Problem details - The reply should consist of one number, the count of lines below in which the word "knit" appears.

Source records -

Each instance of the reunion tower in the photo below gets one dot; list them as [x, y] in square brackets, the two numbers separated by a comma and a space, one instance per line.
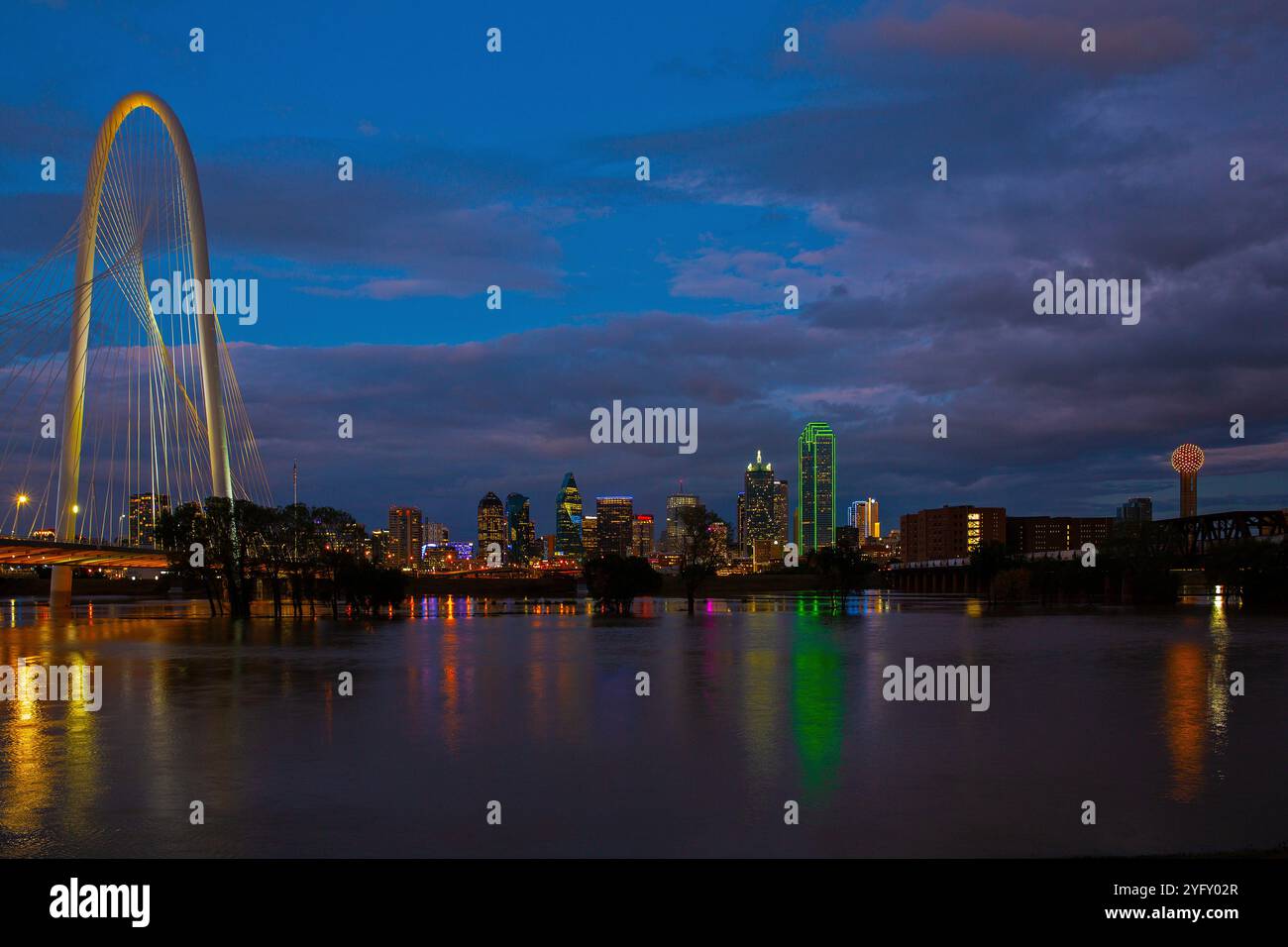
[1186, 462]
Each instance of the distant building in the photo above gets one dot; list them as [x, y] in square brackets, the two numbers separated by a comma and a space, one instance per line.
[719, 534]
[758, 504]
[616, 517]
[849, 536]
[146, 509]
[490, 525]
[951, 532]
[815, 502]
[675, 504]
[1025, 535]
[520, 534]
[568, 519]
[404, 534]
[642, 541]
[381, 547]
[1133, 514]
[782, 513]
[864, 515]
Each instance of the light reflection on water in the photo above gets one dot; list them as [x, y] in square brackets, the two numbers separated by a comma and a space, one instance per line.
[752, 702]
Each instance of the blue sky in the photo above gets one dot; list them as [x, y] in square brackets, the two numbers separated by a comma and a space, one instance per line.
[768, 169]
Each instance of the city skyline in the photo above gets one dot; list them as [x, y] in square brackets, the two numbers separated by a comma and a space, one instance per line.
[914, 295]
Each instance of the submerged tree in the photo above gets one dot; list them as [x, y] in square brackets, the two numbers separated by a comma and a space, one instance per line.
[616, 581]
[228, 547]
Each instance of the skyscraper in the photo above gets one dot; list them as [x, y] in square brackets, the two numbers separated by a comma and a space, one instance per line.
[1188, 460]
[492, 527]
[614, 515]
[520, 534]
[758, 508]
[146, 509]
[642, 543]
[675, 502]
[864, 515]
[1133, 514]
[815, 502]
[782, 513]
[568, 519]
[404, 534]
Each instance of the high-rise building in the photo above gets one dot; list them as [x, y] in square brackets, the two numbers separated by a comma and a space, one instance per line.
[1026, 535]
[1133, 514]
[568, 519]
[520, 534]
[815, 501]
[404, 534]
[782, 513]
[642, 541]
[490, 523]
[675, 502]
[1188, 460]
[146, 509]
[614, 515]
[758, 508]
[951, 532]
[1137, 509]
[863, 514]
[380, 547]
[719, 532]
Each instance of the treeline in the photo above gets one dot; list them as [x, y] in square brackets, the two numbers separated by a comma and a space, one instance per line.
[301, 554]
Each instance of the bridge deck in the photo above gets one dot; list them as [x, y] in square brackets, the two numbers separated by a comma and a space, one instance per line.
[20, 552]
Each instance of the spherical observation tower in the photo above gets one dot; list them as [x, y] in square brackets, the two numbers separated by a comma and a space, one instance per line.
[1186, 460]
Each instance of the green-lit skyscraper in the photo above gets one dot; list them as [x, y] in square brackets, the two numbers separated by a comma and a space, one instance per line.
[815, 497]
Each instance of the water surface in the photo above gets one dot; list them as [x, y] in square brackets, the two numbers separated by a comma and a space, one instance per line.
[751, 703]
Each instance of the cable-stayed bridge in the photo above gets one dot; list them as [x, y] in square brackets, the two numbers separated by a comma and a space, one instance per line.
[117, 393]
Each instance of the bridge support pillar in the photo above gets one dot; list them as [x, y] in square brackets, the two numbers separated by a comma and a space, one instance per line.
[60, 587]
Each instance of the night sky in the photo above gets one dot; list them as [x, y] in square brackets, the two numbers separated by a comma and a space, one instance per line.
[768, 169]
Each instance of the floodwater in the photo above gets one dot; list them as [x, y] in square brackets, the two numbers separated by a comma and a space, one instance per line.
[531, 712]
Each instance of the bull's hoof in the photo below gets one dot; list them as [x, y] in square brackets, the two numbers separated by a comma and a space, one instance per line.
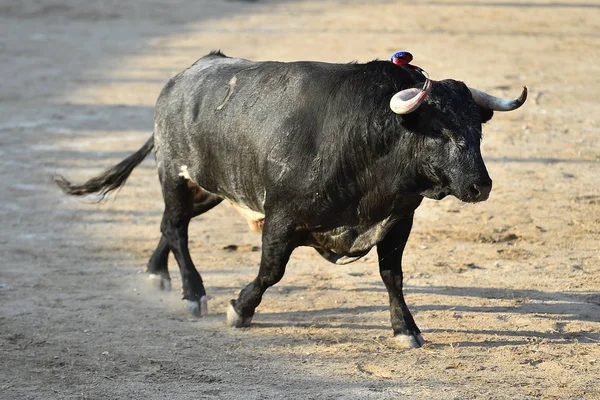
[196, 308]
[160, 282]
[234, 319]
[412, 341]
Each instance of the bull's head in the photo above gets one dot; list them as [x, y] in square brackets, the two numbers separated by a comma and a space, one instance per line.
[447, 117]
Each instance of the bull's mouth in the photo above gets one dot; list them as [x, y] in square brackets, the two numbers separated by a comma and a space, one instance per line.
[437, 193]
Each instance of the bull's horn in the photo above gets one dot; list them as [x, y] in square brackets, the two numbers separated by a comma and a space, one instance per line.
[408, 100]
[497, 104]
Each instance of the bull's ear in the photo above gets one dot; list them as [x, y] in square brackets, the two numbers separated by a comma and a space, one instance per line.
[486, 114]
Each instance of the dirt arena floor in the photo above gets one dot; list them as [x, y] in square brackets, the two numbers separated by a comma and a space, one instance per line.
[507, 292]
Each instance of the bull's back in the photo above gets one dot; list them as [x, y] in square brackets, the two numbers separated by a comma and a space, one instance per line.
[233, 122]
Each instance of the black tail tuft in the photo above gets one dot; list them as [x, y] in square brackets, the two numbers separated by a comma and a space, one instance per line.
[111, 179]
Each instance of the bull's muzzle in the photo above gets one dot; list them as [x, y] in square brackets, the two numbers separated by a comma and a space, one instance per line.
[480, 192]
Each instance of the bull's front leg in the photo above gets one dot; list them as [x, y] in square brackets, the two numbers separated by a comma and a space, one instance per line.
[389, 252]
[277, 246]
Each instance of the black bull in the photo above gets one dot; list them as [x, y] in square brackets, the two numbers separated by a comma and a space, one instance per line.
[313, 154]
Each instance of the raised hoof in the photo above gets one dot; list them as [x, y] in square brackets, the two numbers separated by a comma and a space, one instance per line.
[196, 308]
[413, 341]
[234, 319]
[160, 282]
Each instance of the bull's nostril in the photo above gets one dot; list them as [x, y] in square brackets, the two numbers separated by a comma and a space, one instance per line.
[475, 191]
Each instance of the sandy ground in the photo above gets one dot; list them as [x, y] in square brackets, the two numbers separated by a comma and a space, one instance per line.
[507, 293]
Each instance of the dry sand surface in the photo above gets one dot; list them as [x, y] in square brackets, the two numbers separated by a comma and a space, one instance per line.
[507, 292]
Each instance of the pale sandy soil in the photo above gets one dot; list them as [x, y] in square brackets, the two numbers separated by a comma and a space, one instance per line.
[507, 293]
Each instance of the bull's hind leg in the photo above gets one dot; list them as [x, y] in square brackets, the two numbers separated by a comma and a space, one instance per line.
[158, 265]
[389, 251]
[277, 246]
[180, 198]
[157, 268]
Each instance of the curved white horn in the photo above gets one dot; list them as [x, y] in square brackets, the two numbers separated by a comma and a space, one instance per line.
[498, 104]
[408, 100]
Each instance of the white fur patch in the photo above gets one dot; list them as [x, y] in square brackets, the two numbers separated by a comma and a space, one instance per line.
[185, 173]
[255, 219]
[159, 282]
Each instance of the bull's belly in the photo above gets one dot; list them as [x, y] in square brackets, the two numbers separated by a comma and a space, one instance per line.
[340, 246]
[347, 244]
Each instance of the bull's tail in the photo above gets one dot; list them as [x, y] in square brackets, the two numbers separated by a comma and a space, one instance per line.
[111, 179]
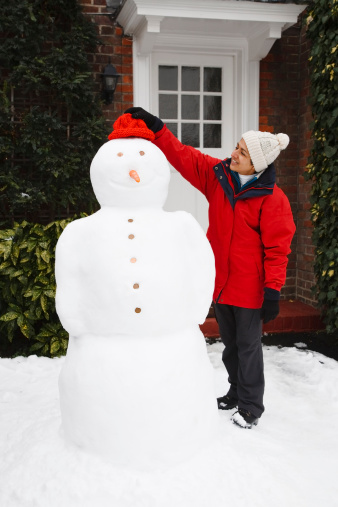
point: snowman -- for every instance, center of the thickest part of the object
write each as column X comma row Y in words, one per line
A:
column 133, row 284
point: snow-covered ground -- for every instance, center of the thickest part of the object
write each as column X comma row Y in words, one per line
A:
column 289, row 460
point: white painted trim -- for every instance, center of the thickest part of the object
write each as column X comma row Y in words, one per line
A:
column 134, row 10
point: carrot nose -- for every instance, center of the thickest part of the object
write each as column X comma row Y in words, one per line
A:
column 133, row 174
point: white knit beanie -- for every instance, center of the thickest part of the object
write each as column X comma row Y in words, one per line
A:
column 264, row 147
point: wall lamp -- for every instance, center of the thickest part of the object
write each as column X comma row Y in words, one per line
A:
column 109, row 82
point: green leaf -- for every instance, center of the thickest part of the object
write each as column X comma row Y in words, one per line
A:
column 9, row 316
column 330, row 151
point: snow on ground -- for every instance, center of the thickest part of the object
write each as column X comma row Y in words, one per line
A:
column 289, row 460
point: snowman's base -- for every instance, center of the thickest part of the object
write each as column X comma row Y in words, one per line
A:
column 139, row 400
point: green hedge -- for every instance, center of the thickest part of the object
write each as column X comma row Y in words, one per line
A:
column 28, row 320
column 322, row 23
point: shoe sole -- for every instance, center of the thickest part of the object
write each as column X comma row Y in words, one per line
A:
column 227, row 407
column 248, row 427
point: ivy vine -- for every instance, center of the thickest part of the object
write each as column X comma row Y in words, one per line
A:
column 51, row 122
column 322, row 22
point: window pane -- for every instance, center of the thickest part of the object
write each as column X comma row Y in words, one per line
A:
column 168, row 106
column 212, row 107
column 190, row 79
column 191, row 134
column 212, row 79
column 172, row 127
column 212, row 136
column 190, row 107
column 167, row 77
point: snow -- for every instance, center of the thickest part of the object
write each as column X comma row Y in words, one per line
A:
column 133, row 284
column 288, row 460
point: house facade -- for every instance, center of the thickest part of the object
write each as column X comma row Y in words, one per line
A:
column 212, row 70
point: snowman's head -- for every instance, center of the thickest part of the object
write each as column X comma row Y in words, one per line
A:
column 130, row 172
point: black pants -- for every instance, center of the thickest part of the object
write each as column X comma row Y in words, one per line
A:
column 241, row 331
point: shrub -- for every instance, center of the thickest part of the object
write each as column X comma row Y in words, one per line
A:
column 51, row 122
column 28, row 320
column 322, row 24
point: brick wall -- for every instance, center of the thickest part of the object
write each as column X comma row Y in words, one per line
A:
column 305, row 249
column 284, row 88
column 117, row 47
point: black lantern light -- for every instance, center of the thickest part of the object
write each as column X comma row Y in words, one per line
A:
column 109, row 82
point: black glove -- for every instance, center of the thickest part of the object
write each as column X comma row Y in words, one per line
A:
column 270, row 307
column 153, row 123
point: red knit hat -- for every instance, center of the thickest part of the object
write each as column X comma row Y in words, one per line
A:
column 127, row 126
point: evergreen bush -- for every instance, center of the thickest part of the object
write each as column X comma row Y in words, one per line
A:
column 28, row 320
column 51, row 122
column 322, row 23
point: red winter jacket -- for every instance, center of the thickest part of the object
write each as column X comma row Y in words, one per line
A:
column 250, row 228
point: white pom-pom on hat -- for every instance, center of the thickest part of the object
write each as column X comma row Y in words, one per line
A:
column 264, row 147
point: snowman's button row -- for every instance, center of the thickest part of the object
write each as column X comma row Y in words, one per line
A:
column 133, row 260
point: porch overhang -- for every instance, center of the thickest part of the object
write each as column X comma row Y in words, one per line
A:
column 260, row 24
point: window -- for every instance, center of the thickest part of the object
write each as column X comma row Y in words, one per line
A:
column 190, row 103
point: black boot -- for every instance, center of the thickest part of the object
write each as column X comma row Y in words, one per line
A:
column 244, row 419
column 226, row 402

Solution for this task - 2